[Start of Attachment]
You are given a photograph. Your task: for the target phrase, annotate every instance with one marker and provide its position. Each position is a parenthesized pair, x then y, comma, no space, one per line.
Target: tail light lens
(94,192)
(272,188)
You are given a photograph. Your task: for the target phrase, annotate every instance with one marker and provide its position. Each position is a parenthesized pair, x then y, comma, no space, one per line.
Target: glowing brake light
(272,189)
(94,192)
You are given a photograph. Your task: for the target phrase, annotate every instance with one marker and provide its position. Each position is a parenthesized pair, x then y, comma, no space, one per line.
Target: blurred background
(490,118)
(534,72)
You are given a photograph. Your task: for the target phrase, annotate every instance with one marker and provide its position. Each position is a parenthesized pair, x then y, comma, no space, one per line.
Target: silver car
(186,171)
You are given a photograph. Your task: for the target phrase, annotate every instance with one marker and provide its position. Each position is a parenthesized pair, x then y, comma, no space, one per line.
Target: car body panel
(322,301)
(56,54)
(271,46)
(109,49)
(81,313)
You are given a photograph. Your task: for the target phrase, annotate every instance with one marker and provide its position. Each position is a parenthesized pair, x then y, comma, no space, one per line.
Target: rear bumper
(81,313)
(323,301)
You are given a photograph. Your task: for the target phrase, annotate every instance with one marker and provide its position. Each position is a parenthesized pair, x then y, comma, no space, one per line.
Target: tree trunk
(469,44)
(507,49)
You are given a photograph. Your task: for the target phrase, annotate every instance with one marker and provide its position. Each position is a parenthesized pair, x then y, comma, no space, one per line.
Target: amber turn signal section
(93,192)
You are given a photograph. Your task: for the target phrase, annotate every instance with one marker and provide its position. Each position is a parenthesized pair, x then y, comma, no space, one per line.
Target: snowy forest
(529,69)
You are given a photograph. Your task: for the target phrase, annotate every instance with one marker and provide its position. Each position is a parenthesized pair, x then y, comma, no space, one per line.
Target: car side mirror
[End of Attachment]
EXERCISE DIRECTIONS
Set every line of the listing down word for word.

EXERCISE RESULT
You are given a photograph. Your task: for the target phrase, annotate every instance with one marker and provide its position. Each position is a parenthesized pair, x then y, comma, no space, one per line.
Target: tail light lens
(94,192)
(272,188)
You are given a photograph. Your task: for the target phrase, annotate every instance with one marker and provide its position. Each position is a parenthesized pair, x then y, comma, no space, one per line.
Target: glowing brake light
(272,189)
(94,192)
You are given a photograph. Your task: for the target phrase, annotate every instance with one marker and provide its position. Each position is a parenthesized pair, x then y, comma, no space, one per line.
Target: blurred background
(490,118)
(534,72)
You are given a photograph. Your task: for the target phrase, annotate every instance with one marker and provide its position. Each position is a parenthesized pair, x then y, comma, no space, one per line.
Target: silver car
(186,171)
You are given a photograph. Your task: for the target phrase, annotate every instance with one marker and provide its position. Each position is a parenthesized pair, x then y, comma, no space, one per line.
Target: car body panel
(322,301)
(56,54)
(271,46)
(109,49)
(81,313)
You are given a photograph. Your task: for the target phrase, annotate every instance with one marker and provide its position. Each position is a parenthesized pair, x then y, comma, no space, one per line.
Target: rear bumper
(81,313)
(323,301)
You are given a photograph. Your task: for the target phrase, annotate every instance with one marker and provide its position. Each position is a parenthesized pair, x then y, comma, no space, one per line.
Target: tree trunk
(469,44)
(507,49)
You are given a photograph. Your task: for the target phrase, annotate every instance with one marker and provide its position. Each position is a parenthesized pair, x then y, comma, no space, one per line.
Target: amber turn signal section
(93,192)
You are given a photograph. Your task: for the target phrase, annotate every instance with one marker and provide its position. Each position is a parenthesized pair, x then y, comma, no space, one per line.
Target: snowy forest
(529,69)
You are given a photograph. Your task: for the target phrase, annotate every instance with one marker and provide its position. Each position is a parenthesized pair, x then y, comma, no space, one per line.
Target: car side mirror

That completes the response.